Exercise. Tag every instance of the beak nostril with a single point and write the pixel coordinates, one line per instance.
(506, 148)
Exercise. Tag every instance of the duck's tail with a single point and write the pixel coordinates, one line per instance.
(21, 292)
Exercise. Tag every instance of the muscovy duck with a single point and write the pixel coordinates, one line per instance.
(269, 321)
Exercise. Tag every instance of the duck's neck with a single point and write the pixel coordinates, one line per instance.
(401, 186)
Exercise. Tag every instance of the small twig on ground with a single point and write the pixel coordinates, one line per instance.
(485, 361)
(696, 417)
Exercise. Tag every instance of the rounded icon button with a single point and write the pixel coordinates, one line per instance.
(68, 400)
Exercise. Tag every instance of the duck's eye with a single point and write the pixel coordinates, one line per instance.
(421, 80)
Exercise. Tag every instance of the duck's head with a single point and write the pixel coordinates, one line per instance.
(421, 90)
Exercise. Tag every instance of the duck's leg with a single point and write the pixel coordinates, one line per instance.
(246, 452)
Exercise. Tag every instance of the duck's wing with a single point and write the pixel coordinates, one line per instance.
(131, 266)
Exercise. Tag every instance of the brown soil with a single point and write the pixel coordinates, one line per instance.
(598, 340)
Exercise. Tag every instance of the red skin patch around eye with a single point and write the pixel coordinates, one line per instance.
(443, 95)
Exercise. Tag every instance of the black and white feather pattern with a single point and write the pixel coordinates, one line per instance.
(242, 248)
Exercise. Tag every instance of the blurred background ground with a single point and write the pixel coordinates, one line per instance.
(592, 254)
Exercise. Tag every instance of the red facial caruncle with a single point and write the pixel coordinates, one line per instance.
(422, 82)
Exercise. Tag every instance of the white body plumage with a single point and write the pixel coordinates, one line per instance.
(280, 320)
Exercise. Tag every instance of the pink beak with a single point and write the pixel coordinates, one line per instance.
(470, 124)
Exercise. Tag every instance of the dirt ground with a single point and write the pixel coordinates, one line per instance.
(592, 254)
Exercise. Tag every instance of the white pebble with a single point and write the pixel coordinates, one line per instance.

━━━━━━━━

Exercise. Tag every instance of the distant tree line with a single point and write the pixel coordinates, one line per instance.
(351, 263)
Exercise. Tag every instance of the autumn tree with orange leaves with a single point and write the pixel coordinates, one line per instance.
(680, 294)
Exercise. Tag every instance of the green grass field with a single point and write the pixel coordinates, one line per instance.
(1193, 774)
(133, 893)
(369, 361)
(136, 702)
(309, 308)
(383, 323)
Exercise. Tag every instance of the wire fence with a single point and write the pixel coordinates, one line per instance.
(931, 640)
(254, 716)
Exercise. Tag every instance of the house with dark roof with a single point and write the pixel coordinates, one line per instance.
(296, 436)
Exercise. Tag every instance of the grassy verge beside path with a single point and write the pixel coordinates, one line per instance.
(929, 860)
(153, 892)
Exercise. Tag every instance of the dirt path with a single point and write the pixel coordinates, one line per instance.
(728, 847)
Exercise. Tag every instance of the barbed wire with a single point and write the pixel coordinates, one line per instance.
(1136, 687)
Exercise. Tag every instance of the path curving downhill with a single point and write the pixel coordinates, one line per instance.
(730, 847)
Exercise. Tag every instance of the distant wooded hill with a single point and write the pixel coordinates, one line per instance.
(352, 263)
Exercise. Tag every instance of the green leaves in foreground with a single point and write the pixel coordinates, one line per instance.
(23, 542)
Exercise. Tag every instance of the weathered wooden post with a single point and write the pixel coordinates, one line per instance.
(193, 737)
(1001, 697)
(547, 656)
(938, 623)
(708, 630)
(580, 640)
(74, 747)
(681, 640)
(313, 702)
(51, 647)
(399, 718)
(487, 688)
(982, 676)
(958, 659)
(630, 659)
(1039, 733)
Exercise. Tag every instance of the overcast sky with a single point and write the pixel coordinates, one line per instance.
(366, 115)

━━━━━━━━

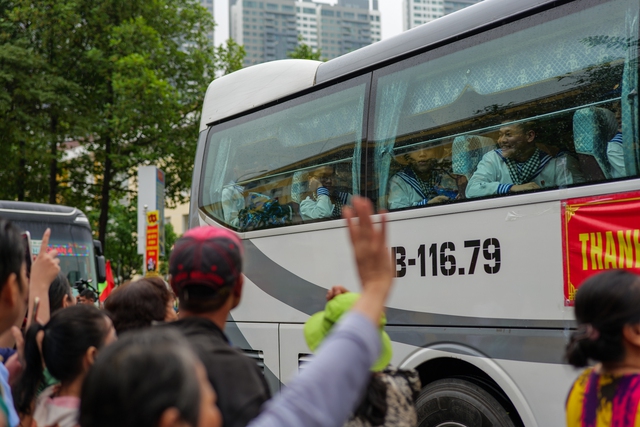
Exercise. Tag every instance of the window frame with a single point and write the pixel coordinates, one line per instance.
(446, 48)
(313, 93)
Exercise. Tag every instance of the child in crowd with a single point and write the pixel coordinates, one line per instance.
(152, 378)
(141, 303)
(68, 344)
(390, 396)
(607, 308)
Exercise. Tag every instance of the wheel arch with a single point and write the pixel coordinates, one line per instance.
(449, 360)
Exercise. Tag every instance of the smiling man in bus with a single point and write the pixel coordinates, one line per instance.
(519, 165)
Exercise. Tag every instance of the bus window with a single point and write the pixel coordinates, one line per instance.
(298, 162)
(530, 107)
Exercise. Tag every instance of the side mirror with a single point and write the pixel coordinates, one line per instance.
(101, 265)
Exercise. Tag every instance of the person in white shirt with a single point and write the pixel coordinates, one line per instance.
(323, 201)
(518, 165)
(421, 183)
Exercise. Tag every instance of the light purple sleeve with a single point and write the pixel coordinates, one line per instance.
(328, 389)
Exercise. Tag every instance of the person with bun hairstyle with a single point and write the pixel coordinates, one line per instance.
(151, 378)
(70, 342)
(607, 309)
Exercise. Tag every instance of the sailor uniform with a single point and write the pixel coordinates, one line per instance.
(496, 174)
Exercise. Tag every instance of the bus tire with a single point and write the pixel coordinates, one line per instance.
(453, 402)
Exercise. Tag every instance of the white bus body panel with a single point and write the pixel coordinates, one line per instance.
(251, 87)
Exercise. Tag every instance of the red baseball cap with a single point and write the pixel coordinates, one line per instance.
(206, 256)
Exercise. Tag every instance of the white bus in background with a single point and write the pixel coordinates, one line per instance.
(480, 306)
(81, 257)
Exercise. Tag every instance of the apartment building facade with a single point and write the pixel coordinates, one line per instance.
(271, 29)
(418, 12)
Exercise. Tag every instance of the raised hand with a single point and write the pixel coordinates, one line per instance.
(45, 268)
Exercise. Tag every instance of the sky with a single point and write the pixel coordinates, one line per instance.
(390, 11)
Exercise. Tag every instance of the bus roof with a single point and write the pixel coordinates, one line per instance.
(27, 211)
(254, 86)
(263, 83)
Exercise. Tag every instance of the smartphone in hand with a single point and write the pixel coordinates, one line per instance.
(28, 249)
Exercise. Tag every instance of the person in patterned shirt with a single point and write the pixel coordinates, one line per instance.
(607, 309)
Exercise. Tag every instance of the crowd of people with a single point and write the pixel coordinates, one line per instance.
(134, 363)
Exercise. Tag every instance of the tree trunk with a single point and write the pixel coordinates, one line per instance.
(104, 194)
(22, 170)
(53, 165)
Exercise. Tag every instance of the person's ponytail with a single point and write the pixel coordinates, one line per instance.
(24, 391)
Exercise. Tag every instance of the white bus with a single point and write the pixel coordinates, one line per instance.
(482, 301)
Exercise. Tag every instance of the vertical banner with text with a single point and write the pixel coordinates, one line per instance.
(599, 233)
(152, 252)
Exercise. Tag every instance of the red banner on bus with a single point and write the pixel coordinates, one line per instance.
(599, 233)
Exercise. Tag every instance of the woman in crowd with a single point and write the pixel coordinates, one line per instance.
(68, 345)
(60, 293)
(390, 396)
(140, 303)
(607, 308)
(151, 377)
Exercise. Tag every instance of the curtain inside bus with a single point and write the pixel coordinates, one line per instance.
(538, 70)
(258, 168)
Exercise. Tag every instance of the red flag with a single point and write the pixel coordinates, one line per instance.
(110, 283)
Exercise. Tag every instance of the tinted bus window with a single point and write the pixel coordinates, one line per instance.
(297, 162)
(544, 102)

━━━━━━━━

Rewrite the listing from the line with "Exercise. Tag every instance of the pink" up to and including the line with "Exercise. Tag every instance of the white pebble", putting "muddy ground" in place of "dirt ground" and leaving everything else unchanged.

Exercise. Tag every instance of the pink beak with a single point and write the pixel coordinates, one line per instance.
(470, 124)
Exercise. Tag every instance of the muddy ground with a single point and write the pixel coordinates, one line per instance.
(592, 254)
Exercise. Tag every instance of the white pebble with a single point and write the pixel coordinates, one line per instance.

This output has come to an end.